### [Exercise description]
Exact reproduction is required for all entries.

[Location identification items]
* * *
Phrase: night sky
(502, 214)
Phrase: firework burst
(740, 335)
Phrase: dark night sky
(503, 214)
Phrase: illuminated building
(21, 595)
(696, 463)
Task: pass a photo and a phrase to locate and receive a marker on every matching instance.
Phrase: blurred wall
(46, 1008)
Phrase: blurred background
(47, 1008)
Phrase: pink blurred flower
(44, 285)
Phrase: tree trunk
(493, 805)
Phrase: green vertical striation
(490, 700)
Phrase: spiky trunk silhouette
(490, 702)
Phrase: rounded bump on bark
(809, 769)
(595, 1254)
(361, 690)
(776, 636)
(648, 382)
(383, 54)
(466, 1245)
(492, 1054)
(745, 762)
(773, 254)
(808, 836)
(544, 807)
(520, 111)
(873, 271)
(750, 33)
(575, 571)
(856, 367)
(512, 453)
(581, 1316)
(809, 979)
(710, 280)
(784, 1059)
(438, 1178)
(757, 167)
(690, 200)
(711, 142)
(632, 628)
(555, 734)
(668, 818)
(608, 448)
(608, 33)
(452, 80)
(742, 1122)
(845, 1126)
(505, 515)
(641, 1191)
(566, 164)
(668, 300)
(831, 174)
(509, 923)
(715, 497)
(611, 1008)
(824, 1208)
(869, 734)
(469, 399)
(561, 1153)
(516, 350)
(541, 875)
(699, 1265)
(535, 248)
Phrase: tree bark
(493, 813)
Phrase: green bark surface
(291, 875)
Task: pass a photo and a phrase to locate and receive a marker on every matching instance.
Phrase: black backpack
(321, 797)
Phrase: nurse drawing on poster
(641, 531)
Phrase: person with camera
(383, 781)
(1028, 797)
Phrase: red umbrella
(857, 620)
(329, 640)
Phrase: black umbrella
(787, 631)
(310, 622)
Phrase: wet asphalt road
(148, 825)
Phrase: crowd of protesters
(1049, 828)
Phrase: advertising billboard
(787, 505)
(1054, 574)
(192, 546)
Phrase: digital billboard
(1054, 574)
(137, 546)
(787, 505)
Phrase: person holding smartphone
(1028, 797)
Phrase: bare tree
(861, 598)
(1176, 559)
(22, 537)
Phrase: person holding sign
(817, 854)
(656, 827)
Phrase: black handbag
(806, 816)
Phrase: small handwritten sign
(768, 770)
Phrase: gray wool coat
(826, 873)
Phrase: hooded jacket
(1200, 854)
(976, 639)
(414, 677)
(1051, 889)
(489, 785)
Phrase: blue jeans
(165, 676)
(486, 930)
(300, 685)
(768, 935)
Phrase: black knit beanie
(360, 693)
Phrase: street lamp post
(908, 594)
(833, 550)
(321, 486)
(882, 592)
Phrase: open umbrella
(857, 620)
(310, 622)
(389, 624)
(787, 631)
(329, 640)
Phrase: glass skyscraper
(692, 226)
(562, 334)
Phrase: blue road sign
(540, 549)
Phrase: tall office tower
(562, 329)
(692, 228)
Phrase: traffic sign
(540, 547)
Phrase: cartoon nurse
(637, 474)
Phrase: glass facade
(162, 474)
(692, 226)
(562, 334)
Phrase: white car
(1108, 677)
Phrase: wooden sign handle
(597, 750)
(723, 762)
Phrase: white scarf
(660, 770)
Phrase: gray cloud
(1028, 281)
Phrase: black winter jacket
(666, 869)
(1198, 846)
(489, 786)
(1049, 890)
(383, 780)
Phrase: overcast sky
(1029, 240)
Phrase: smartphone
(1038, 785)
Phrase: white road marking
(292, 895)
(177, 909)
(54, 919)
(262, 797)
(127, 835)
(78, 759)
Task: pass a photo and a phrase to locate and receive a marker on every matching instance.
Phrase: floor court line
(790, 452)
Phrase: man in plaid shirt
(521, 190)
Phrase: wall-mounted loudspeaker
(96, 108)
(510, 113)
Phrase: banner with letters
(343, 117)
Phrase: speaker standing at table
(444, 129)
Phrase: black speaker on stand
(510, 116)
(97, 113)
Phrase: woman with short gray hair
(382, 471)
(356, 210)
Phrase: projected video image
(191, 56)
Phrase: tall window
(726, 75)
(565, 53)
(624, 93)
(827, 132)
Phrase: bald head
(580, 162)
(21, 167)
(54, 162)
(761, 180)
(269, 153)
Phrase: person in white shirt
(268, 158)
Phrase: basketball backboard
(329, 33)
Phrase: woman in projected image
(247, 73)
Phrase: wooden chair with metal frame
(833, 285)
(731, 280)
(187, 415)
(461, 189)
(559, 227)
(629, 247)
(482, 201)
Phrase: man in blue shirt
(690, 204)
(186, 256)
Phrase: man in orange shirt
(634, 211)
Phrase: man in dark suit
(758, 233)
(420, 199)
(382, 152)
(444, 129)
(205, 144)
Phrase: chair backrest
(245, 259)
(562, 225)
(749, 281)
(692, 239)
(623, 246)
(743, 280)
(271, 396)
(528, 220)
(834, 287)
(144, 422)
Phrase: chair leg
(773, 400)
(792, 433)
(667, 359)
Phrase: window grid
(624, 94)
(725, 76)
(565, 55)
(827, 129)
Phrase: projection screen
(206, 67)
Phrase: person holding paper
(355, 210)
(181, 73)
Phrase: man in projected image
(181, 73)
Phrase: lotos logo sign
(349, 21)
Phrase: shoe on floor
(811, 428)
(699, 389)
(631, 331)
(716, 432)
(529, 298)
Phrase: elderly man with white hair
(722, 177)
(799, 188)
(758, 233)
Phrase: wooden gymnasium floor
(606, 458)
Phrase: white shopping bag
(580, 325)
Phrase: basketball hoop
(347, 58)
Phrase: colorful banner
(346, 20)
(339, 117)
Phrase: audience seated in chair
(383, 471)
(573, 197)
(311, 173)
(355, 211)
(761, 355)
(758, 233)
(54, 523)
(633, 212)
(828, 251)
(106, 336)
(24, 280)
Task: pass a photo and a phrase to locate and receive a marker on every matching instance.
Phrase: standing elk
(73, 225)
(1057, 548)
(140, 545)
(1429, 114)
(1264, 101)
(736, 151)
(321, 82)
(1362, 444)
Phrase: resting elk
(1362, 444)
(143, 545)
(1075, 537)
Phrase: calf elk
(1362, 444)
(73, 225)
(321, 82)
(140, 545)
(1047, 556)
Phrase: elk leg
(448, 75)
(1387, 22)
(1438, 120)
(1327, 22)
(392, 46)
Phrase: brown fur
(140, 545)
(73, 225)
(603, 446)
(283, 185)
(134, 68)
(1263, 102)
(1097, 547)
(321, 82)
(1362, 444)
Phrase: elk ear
* * *
### [Complete answer]
Phrase: night sky
(502, 214)
Phrase: firework burst
(740, 335)
Phrase: dark night sky
(503, 214)
Phrase: illuminated building
(21, 595)
(696, 463)
Task: pass a photo and a phrase to locate and receive a marker on every matching instance.
Phrase: blurred wall
(46, 1008)
Phrase: blurred background
(47, 1008)
Phrase: pink blurred flower
(44, 285)
Phrase: tree trunk
(493, 805)
Phrase: green vertical striation
(490, 700)
Phrase: spiky trunk silhouette
(490, 702)
Phrase: rounded bump on bark
(809, 769)
(595, 1254)
(361, 690)
(776, 636)
(648, 382)
(383, 54)
(466, 1245)
(492, 1054)
(745, 762)
(773, 254)
(808, 836)
(544, 807)
(520, 111)
(873, 271)
(750, 33)
(575, 571)
(856, 367)
(512, 453)
(581, 1316)
(809, 979)
(710, 280)
(784, 1059)
(438, 1178)
(757, 167)
(690, 200)
(711, 142)
(632, 628)
(555, 734)
(668, 818)
(608, 448)
(608, 33)
(452, 80)
(742, 1122)
(845, 1126)
(505, 515)
(641, 1191)
(566, 164)
(668, 300)
(831, 174)
(509, 923)
(715, 497)
(611, 1008)
(824, 1208)
(869, 734)
(469, 399)
(561, 1153)
(516, 350)
(541, 875)
(699, 1265)
(535, 248)
Phrase: tree bark
(493, 813)
Phrase: green bark surface
(291, 875)
Task: pass a photo and a phrase to locate and receive a marker on every matching instance.
Phrase: black backpack
(321, 797)
Phrase: nurse drawing on poster
(641, 531)
Phrase: person with camera
(383, 781)
(1028, 797)
Phrase: red umbrella
(857, 620)
(329, 640)
Phrase: black umbrella
(787, 631)
(310, 622)
Phrase: wet asphalt road
(148, 825)
Phrase: crowd of protesters
(1049, 828)
Phrase: advertising billboard
(787, 505)
(1054, 574)
(192, 546)
Phrase: digital billboard
(1054, 574)
(137, 546)
(787, 505)
Phrase: person holding smartphone
(1028, 797)
Phrase: bare tree
(861, 598)
(1176, 559)
(22, 537)
Phrase: person holding sign
(817, 854)
(656, 827)
Phrase: black handbag
(806, 816)
Phrase: small handwritten sign
(768, 770)
Phrase: gray wool coat
(826, 873)
Phrase: hooded jacket
(1200, 854)
(976, 639)
(414, 677)
(1051, 889)
(489, 785)
Phrase: blue jeans
(165, 676)
(486, 930)
(300, 685)
(768, 935)
Phrase: black knit beanie
(360, 693)
Phrase: street lamp post
(908, 594)
(833, 550)
(321, 486)
(882, 592)
Phrase: open umbrella
(857, 620)
(310, 622)
(389, 624)
(787, 631)
(329, 640)
Phrase: glass skyscraper
(692, 226)
(562, 334)
Phrase: blue road sign
(540, 549)
Phrase: tall office tower
(562, 329)
(692, 228)
Phrase: traffic sign
(540, 547)
Phrase: cartoon nurse
(637, 474)
Phrase: glass facade
(162, 474)
(692, 226)
(562, 334)
Phrase: white car
(1108, 677)
Phrase: wooden sign handle
(597, 750)
(723, 762)
Phrase: white scarf
(660, 770)
Phrase: gray cloud
(1028, 281)
Phrase: black winter jacket
(666, 869)
(1198, 846)
(489, 786)
(1049, 890)
(383, 780)
Phrase: overcast sky
(1029, 240)
Phrase: smartphone
(1038, 785)
Phrase: white road marking
(292, 895)
(177, 909)
(54, 919)
(262, 797)
(127, 835)
(78, 759)
Task: pass a photo and a phrase to locate and receive a marker on every matching instance.
Phrase: floor court line
(790, 452)
Phrase: man in plaid shirt
(521, 190)
Phrase: wall-mounted loudspeaker
(96, 108)
(510, 113)
Phrase: banner with letters
(343, 117)
Phrase: speaker standing at table
(444, 129)
Phrase: black speaker on stand
(510, 116)
(97, 113)
Phrase: woman with short gray hair
(382, 471)
(356, 210)
Phrase: projected video image
(191, 56)
Phrase: tall window
(726, 75)
(565, 53)
(624, 93)
(827, 132)
Phrase: bald head
(580, 162)
(21, 167)
(54, 162)
(761, 180)
(269, 153)
Phrase: person in white shirt
(268, 158)
Phrase: basketball backboard
(329, 33)
Phrase: woman in projected image
(247, 73)
Phrase: wooden chair with metal frame
(833, 285)
(731, 280)
(187, 415)
(461, 189)
(559, 227)
(629, 247)
(482, 201)
Phrase: man in blue shirt
(690, 204)
(186, 256)
Phrase: man in orange shirt
(634, 211)
Phrase: man in dark suit
(758, 233)
(420, 199)
(382, 152)
(444, 129)
(205, 144)
Phrase: chair backrest
(245, 259)
(562, 225)
(749, 281)
(692, 239)
(623, 246)
(743, 280)
(271, 396)
(528, 220)
(834, 287)
(144, 422)
Phrase: chair leg
(773, 400)
(792, 433)
(667, 359)
Phrase: window grid
(624, 94)
(725, 76)
(565, 55)
(827, 129)
Phrase: projection screen
(206, 67)
Phrase: person holding paper
(355, 210)
(181, 73)
Phrase: man in projected image
(181, 73)
Phrase: lotos logo sign
(349, 21)
Phrase: shoe on floor
(811, 428)
(699, 389)
(631, 331)
(716, 432)
(529, 298)
Phrase: elderly man with white hair
(722, 177)
(799, 188)
(758, 233)
Phrase: wooden gymnasium floor
(606, 458)
Phrase: white shopping bag
(580, 325)
Phrase: basketball hoop
(347, 58)
Phrase: colorful banner
(346, 20)
(339, 117)
Phrase: audience seated in chair
(383, 471)
(573, 197)
(311, 173)
(355, 211)
(761, 355)
(758, 233)
(54, 523)
(633, 212)
(828, 251)
(106, 336)
(24, 280)
Task: pass a photo and a phrase to locate and receive a marker on every matching instance.
Phrase: standing elk
(73, 225)
(1057, 548)
(140, 545)
(1429, 114)
(1264, 101)
(736, 151)
(321, 82)
(1362, 444)
Phrase: resting elk
(1362, 444)
(143, 545)
(1075, 537)
Phrase: calf elk
(1362, 444)
(73, 225)
(321, 82)
(140, 545)
(1047, 556)
Phrase: elk leg
(448, 75)
(1387, 22)
(1438, 120)
(1327, 22)
(392, 46)
Phrase: brown fur
(140, 545)
(73, 225)
(603, 446)
(283, 185)
(134, 68)
(1263, 102)
(1097, 547)
(321, 82)
(1362, 444)
Phrase: elk ear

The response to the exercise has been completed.